TASK DATA —
---

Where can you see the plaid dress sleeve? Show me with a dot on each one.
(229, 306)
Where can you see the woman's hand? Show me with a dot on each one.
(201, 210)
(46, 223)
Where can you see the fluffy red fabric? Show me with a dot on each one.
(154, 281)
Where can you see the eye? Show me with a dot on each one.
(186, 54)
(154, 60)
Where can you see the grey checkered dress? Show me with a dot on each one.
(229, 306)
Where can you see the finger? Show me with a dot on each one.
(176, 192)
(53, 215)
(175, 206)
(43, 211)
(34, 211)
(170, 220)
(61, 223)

---

Render everything in the listing from the line containing "Where can you see the woman's" down to its final line as a Markdown table with the columns Row and Entry, giving each line a row number and skipping blank lines.

| Row | Entry |
|---|---|
| 1 | Where can you see the woman's hand? Show me with a dot on each one. |
| 2 | (201, 210) |
| 3 | (46, 223) |
| 4 | Where can you see the fluffy red fabric? Show me with a dot on each one. |
| 5 | (154, 281) |
| 6 | Where can you see the eye? Show me with a dot on each one. |
| 7 | (186, 54) |
| 8 | (154, 60) |
| 9 | Where can you see the grey checkered dress? Show me with a dot on each one. |
| 10 | (229, 306) |
| 11 | Where can you see the finger? Show me with a dot on each one. |
| 12 | (176, 192) |
| 13 | (53, 215) |
| 14 | (175, 206) |
| 15 | (43, 211) |
| 16 | (34, 211) |
| 17 | (170, 220) |
| 18 | (61, 223) |